**Exercise requirements**
Repeat the entries beneath in their entirety, precisely as given.
####
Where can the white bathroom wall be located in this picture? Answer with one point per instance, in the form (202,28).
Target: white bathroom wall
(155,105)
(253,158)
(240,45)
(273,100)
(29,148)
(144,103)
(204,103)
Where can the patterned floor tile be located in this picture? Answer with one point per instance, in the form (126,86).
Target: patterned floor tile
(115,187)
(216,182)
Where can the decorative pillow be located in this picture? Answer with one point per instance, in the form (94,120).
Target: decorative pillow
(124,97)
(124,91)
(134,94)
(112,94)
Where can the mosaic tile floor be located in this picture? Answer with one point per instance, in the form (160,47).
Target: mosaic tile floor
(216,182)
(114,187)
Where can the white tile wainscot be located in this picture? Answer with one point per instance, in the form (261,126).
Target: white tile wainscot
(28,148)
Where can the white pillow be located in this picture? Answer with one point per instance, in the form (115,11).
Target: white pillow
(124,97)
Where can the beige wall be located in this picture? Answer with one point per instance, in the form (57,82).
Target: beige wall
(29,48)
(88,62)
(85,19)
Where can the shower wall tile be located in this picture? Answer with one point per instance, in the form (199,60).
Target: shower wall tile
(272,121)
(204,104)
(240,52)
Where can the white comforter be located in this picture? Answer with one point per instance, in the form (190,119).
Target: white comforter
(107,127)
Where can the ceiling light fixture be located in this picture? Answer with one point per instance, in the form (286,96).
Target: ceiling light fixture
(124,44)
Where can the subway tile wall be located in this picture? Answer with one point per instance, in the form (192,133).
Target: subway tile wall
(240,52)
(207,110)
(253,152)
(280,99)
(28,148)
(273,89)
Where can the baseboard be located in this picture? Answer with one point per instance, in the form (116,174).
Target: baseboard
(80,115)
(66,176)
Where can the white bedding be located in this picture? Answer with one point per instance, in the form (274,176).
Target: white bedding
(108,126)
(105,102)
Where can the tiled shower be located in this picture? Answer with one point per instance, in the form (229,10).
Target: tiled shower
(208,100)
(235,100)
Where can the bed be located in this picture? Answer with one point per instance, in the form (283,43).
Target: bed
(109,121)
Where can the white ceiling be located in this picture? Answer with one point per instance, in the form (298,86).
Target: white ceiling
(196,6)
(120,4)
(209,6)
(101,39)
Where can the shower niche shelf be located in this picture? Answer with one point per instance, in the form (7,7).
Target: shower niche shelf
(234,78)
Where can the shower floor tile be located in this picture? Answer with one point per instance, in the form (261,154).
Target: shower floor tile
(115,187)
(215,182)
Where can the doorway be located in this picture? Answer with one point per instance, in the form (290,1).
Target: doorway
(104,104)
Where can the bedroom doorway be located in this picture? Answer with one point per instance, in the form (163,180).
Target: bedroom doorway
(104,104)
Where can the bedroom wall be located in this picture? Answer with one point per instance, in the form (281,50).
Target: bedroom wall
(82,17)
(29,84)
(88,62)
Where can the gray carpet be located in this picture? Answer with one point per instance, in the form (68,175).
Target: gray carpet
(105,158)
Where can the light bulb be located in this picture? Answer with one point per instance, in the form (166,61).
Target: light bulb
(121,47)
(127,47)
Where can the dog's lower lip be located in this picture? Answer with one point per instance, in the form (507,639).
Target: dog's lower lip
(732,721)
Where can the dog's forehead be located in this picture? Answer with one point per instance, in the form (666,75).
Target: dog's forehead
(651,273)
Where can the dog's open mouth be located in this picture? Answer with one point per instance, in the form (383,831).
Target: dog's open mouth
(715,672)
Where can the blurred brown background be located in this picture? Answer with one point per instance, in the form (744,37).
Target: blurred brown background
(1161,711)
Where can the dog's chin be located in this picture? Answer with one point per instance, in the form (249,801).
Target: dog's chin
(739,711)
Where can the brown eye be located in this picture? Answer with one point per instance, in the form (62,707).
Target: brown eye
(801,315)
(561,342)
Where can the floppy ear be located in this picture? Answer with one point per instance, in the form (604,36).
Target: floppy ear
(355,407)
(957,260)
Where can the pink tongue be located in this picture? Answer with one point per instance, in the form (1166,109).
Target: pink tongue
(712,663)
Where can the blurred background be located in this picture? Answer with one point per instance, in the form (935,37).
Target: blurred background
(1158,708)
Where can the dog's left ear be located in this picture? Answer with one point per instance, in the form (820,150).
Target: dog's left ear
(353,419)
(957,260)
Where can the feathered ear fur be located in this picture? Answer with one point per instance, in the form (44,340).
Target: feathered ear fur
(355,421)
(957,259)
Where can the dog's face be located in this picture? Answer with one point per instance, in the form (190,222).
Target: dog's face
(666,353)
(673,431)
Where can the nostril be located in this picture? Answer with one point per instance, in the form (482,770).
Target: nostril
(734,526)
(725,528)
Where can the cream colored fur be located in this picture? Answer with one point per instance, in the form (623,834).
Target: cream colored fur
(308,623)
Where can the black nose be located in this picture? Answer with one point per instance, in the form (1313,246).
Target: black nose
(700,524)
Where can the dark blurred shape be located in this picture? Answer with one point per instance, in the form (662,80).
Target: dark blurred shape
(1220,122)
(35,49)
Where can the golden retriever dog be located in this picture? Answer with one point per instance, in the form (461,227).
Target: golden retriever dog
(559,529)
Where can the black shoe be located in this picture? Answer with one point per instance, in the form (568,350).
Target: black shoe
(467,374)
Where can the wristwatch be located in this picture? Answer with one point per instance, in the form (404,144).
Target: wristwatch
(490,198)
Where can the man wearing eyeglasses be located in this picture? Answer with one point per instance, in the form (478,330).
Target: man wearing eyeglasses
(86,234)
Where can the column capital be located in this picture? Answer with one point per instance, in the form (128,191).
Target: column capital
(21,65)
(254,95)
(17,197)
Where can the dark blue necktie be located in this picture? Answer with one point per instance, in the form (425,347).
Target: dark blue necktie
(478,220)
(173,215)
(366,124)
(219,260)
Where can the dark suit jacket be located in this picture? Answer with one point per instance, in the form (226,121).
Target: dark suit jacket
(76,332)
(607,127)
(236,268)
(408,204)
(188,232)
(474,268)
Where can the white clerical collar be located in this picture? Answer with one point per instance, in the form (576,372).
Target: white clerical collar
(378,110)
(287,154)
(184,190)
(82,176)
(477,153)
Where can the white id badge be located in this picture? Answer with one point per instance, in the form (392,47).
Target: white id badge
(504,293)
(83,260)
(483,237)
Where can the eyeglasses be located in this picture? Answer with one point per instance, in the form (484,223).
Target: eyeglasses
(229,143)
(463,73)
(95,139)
####
**Finished exercise**
Where can the white bathroom wall be located in this picture? Answer with one point per instance, in the form (202,28).
Target: white bathroom wall
(155,105)
(253,158)
(240,45)
(273,100)
(29,148)
(144,103)
(204,103)
Where can the patterned floor tile be located in this picture? Answer with one point per instance, in the form (126,86).
Target: patterned floor tile
(115,187)
(216,182)
Where can the decorative pillow be located in this picture? Answer with one point per instance, in the form (94,120).
Target: decorative pillow
(124,97)
(124,91)
(134,94)
(112,94)
Where can the mosaic tile floor be located in this picture? Answer with one point per instance, in the form (160,47).
Target: mosaic tile floor
(216,182)
(114,187)
Where can the white tile wainscot be located in this picture? Answer with one point per instance, in the form (261,126).
Target: white tile wainscot
(28,148)
Where can the white pillow be located in this picture? Answer with one point per instance, in the form (115,11).
Target: white pillow
(124,97)
Where can the beige wall be located in this picture? Answer with one point per instance, in the form (57,82).
Target: beige wall
(29,48)
(88,62)
(85,19)
Where can the shower wall tile be located in this picture? Answer with one point per instance, in the form (199,60).
Target: shower wall tile
(272,121)
(204,104)
(240,52)
Where can the white comforter be located in this picture? Answer with one point per instance, in the form (190,119).
Target: white comforter
(107,127)
Where can the ceiling light fixture be located in this picture? Answer with one point per instance, in the form (286,96).
Target: ceiling light fixture
(124,44)
Where can the subway tile wall be located in this picture? Answer with one point per instance, in the form (192,133).
Target: subway tile wall
(240,52)
(207,110)
(253,152)
(280,99)
(28,148)
(273,89)
Where can the baseboard be located in this picture? Answer with one point per instance, in the form (116,174).
Target: baseboard
(80,115)
(66,176)
Where can the white bedding be located in this picture? Answer with one point per instance, in the form (274,176).
Target: white bedding
(108,126)
(105,102)
Where can the tiled shower be located in this picture? Answer with one point per instance, in the form (229,10).
Target: tiled shower
(208,100)
(235,100)
Where can the bed be located in this picture? Answer with one point per instance, in the form (283,43).
Target: bed
(109,121)
Where can the white ceiling be located in this picture? Answer with one point per instance, in the form (298,86).
Target: white ceiling
(196,6)
(120,4)
(209,6)
(101,39)
Where can the shower niche shelf be located in this picture? Answer with one point per instance, in the form (7,7).
Target: shower niche shelf
(234,78)
Where can the shower floor tile be located in this picture? Answer with one point per instance, in the form (261,154).
Target: shower floor tile
(115,187)
(215,182)
Where can the doorway be located in this picture? Answer with one point per instance, in the form (290,1).
Target: doorway
(104,104)
Where can the bedroom doorway be located in this picture? Answer with one point per instance, in the form (163,180).
Target: bedroom doorway
(104,104)
Where can the bedroom wall be located in this picture? Answer with one point per instance, in the form (281,50).
Target: bedroom wall
(82,17)
(29,84)
(88,62)
Where can the gray carpet be located in this picture? Answer with one point per instance, in the form (68,175).
Target: gray carpet
(105,158)
Where can the light bulb be located in this picture? Answer with one point per instance, in the form (166,61).
Target: light bulb
(121,47)
(127,47)
Where can the dog's lower lip be located in this picture? Answer with one point per instance, in the form (507,639).
Target: dog's lower lip
(732,721)
Where can the dog's forehead be located in this picture? Answer with one point per instance, in the form (666,75).
Target: dog's forehead
(651,273)
Where can the dog's open mouth be located in this picture? Answer with one point per instance, in the form (383,831).
Target: dog's open mouth
(715,672)
Where can the blurred brown background be located in this picture? Answer with one point per instance, in the form (744,37).
Target: blurred brown background
(1161,711)
Where can the dog's chin be located in this picture? Answer with one point per instance, in the form (249,801).
Target: dog's chin
(739,711)
Where can the brown eye be located in this picture? Answer with one point per instance, in the form (62,707).
Target: brown eye
(801,315)
(561,342)
Where can the floppy ear be located in this picture? Answer with one point per instance, in the form (604,36).
Target: floppy ear
(355,407)
(957,260)
Where can the pink tongue be located in this picture? Answer with one point per instance, in the form (1166,109).
Target: pink tongue
(712,663)
Where can the blurred background be located in this picture? Answer with one point per instance, in the form (935,37).
Target: blurred background
(1158,708)
Where can the dog's left ear be located in this picture? Answer with one point per instance, in the form (820,150).
Target: dog's left ear
(353,419)
(957,260)
Where can the feathered ear fur be located in this picture? Answer with one point per instance, in the form (44,340).
Target: feathered ear fur
(355,421)
(957,259)
Where can the dog's face be located in this picture? Answer with one point per instance, in the form (190,222).
Target: dog's face
(666,353)
(673,431)
Where can the nostril be located in this picture? Answer with one point per instance, in the form (482,770).
Target: nostril
(734,526)
(725,528)
Where can the cream colored fur be located in this picture? Answer with one point per instance, in the form (623,834).
Target: cream colored fur
(308,623)
Where can the black nose be located in this picture? Answer with one point per instance, in the form (1313,246).
Target: black nose
(700,524)
Where can the dark blurred shape be located in this picture? Answer with one point per instance, in the form (662,80).
Target: dark blurred shape
(1220,122)
(35,49)
Where can the golden retriever dog be located in this picture? Answer with one point per instance, in the form (461,227).
Target: golden retriever dog
(559,529)
Where can the black shoe be located in this picture? Answer with one point per instance, in the form (568,350).
Target: black shoe
(467,374)
Where can the wristwatch be located in this picture? Answer with one point per instance, in the form (404,144).
Target: wristwatch
(490,198)
Where can the man wearing eyeglasses be located in this picture? Answer with one point per instance, in the form (478,330).
Target: man wearing eyeglasses
(86,234)
Where can the column capital be located in this picture? Answer with one point per instance, in the form (128,191).
Target: column capital
(21,65)
(254,95)
(17,197)
Where can the dark blue necktie be located in this picture? Answer with one point per instance, in the form (425,347).
Target: dark blue necktie
(478,220)
(173,215)
(366,124)
(219,260)
Where can the dark suit jacket be located in this picture? Answer with one point per instance, in the form (226,121).
Target: dark suit jacket
(76,332)
(607,127)
(236,268)
(408,204)
(188,232)
(474,268)
Where can the white clerical collar be located in this picture? Answer with one point per instance, in the form (576,372).
Target: white clerical collar
(378,110)
(287,154)
(184,190)
(82,176)
(477,153)
Where can the white id badge be located in this picture? Answer with one point per instance, in the form (392,47).
Target: white id badge
(504,293)
(83,260)
(483,237)
Where can the eyeglasses be located in this picture? Answer with one point per instance, in the form (484,223).
Target: eyeglasses
(229,143)
(463,73)
(95,139)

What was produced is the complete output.